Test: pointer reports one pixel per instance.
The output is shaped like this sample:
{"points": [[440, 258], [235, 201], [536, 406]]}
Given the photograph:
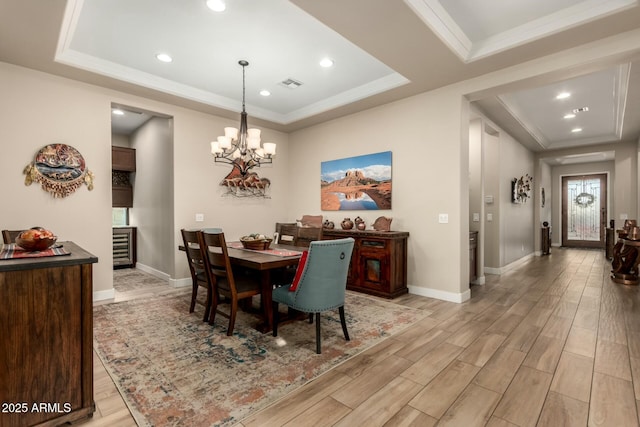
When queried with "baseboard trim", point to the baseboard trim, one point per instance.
{"points": [[438, 294], [479, 281], [104, 295], [515, 264], [180, 283]]}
------------------------
**Task goal:** Tally the lines above that contain the string "instance" and give only the count.

**Result of the exercise:** 2